##### 提示された抜粋

これが、山口弁の代表的な使われ方の一つとして知られている。

「うん、ぶちうまい。
シマヤの味噌、ぶちうまい。」

むかし、プロ野球の広島カープの津田投手が、
シマヤ味噌のテレビコマーシャルで、
そのせりふを棒読みしていた姿が思い出されるのだが、

「ぶち」

とは、「とても」、とか、「すごく」と同じで
形容詞・形容動詞を強調する副詞である。

なので、わが大邱の友・サンテおっぱの大好きな、「まちゅうら・あや」の楽曲

『Yeah! めっちゃホリディ』

は、山口弁でいえば、

『Yeah! ぶちホリディ』

となる。

さて、山口にお住まいの方ならご存じであろう。
「ぶち」
にはバリエーションがある。

そのひとつめが
「ぶり」
である。

すなわち、

「ぶりうめえ」

である。
ブチよりも、わずかに、ローカルな、
こなれた、土着のかんじがする。(かもしれない。)

##########

- [作成課題]:
a – すべての行について「eyebrow comb」を「brow brush」に置き換え、ほかの部分は変えずに行をもう一度書いてください。
b – 山口弁の「ぶち」とその言い換えを紹介している抜粋について、最後の文に続く内容を書いてください。
この抜粋と各行とは、内容のうえで互いに関係がありません。

##### 提供資料

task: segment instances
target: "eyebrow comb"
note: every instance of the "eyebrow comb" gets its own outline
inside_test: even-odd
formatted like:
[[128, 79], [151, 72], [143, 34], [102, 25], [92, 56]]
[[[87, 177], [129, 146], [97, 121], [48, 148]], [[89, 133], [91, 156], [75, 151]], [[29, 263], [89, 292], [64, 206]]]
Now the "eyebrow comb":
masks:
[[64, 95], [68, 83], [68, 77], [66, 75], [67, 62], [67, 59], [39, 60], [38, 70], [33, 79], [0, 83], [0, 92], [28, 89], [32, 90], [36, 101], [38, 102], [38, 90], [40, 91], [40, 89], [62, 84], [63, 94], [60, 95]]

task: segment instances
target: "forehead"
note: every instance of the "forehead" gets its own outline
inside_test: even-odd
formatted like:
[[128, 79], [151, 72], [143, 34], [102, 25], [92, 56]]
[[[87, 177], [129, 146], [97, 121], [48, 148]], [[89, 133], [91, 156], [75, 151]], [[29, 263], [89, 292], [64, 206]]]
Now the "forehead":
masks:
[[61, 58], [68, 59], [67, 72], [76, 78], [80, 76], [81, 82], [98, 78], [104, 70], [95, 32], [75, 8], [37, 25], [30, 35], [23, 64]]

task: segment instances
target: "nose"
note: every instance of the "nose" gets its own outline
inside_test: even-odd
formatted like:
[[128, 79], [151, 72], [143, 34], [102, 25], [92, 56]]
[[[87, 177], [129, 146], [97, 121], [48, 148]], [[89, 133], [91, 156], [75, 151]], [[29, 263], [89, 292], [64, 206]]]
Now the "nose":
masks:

##########

- [出力結果]:
a –
task: segment instances
target: "brow brush"
note: every instance of the "brow brush" gets its own outline
inside_test: even-odd
formatted like:
[[128, 79], [151, 72], [143, 34], [102, 25], [92, 56]]
[[[87, 177], [129, 146], [97, 121], [48, 148]], [[89, 133], [91, 156], [75, 151]], [[29, 263], [89, 292], [64, 206]]]
Now the "brow brush":
masks:
[[64, 95], [68, 83], [68, 77], [66, 75], [67, 62], [67, 59], [39, 60], [38, 70], [33, 79], [0, 83], [0, 92], [28, 89], [32, 90], [36, 101], [38, 102], [38, 90], [40, 91], [40, 89], [62, 84], [63, 94], [60, 95]]

task: segment instances
target: "forehead"
note: every instance of the "forehead" gets its own outline
inside_test: even-odd
formatted like:
[[128, 79], [151, 72], [143, 34], [102, 25], [92, 56]]
[[[87, 177], [129, 146], [97, 121], [48, 148]], [[89, 133], [91, 156], [75, 151]], [[29, 263], [89, 292], [64, 206]]]
Now the "forehead":
masks:
[[61, 58], [68, 59], [67, 72], [76, 78], [80, 76], [81, 82], [98, 78], [104, 70], [95, 32], [75, 8], [37, 25], [30, 35], [23, 64]]

task: segment instances
target: "nose"
note: every instance of the "nose" gets its own outline
inside_test: even-odd
formatted like:
[[128, 79], [151, 72], [143, 34], [102, 25], [92, 56]]
[[[87, 177], [129, 146], [97, 121], [48, 148]], [[89, 133], [91, 156], [75, 151]], [[29, 263], [89, 292], [64, 206]]]
Now the "nose":
masks:

b –
このような変化は、関西言葉でもあって、
「めっちゃ」は、「むっちゃ」につながり、
「めら」とか「めっさ」とか「ごっさ」とか
「ごっつ」とか「ごって」などのバリエーションがあるようである。しらんけど。

さて、
「ぶちうめえ」
「ぶりうめえ」
ときまして、
それだけでは終わりません。
その派生で

「ばりうめえ」

というのもある。

「ばり」は、
若干レアかもしれないが、
きちんと標準山口弁である。

「ぶち」
「ぶり」
「ばり」

とくれば、とうぜん、
「ばち」もある。
「ばちうめえ」
というのも、けっこう耳なじみのある言い方である。

さらに活用形があって、

「めり」

というのがありまして、

「めりうめえ」

となる。
ただしくは「活用形」ではなく「変形」なり「派生形」なのだが、
この「めり」は、比較的、ディープな山口弁かもしれない。
しかし、通じるはずである。
くそガキども中のくそガキどもが好んで使う感じか。

そしてこの
「めり」
までマスターすれば、
山口弁講座の3級ぐらいになれるのだが、
まだまだ次のレベルもあって、

「ちょり」

とトランスフォームすることがあるのである。

「ちょりうめえ」

となるわけだが、このへんまでくると、
その使い分けには繊細さがひつようになり、
詩人レベルの言語感覚がないと、
なかなか正確な使い分けが難しいかもしれない。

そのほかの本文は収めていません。